### Text segment
SB1001 amended provisions related to a credit against or a refund of an overpayment of corporate franchise or income taxes.

Gov. Gary Herbert vetoed the original version of the bill, SB94, because the effective date of the bill meant the cost of implementation was not funded and not prioritized as part of the budget process.

The tax policy also is intended to be retroactive to January 2015, but the effective date is not until 2017, so the bill creates inconsistency and "needlessly complicates its implementation," Herbert said.

SB1001 made technical changes to address the governor's concerns, and it will take effect upon approval by the governor.

"The governor was wise in his decision," said the bill's sponsor, Sen. Howard Stephenson, R-Draper. "It would have required the tax commission to hold refunds for a year or a year and a half for people who had those refunds owed to them."

Upon the governor's approval, the bill will equalize refunds to have the same window of statute of limitations as government deficiencies.

"So if you owe the government money, you have the same window of liability as when the government owes you money," Stephenson said.

### Recorded data

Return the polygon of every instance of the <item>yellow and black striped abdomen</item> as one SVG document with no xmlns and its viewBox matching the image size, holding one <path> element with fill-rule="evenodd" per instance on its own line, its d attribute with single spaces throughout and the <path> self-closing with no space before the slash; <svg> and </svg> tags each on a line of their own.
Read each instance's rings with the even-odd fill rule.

### Apply what you read
[A] According to the passage on the tax refund bill SB1001, who sponsored the bill?
[B] Pick up the passage on the tax refund bill SB1001 after its final sentence and continue writing it.

### Responses per task
[A] Sen. Howard Stephenson, R-Draper.

[B]
SB1002 amends statutory qualifications for the Medicaid inspector general.

It strikes from the law's code that the person appointed as inspector general "be a certified public accountant or a certified internal auditor," as well as have at least seven years' experience.

The previous Medicaid inspector general's term expired the end of last year, and the governor's office has not yet found an applicant to fill the role, said Sen. Deidre Henderson, R-Spanish Fork, the bill's sponsor.


Some of the current law's requirements "arbitrarily screen out otherwise qualified people," Henderson said.

"(This will ensure) we have a robust pool of applicants and get the very best qualified person by casting this net a little wider," she said.

SB1003 makes technical changes to provisions regarding criminal offenses and criminal penalties that were amended by HB348, the criminal justice reform bill.

It amends the bill's language regarding the penalty for failing to provide notice regarding damage to an unattended vehicle. In HB348's terminology, it had inadvertently changed the penalty of two other offenses, including offenses for leaving the scene in the event of bodily injury or death, to a class C misdemeanor.

"That was not the intent," said Sen. Stuart Adams, R-Layton.

The bill corrects the language to only change the penalty for failing to provide notice regarding damage to an unattended vehicle from a class B misdemeanor to a class C misdemeanor.

The bill also amend technical definitions related to a person convicted of certain controlled substances.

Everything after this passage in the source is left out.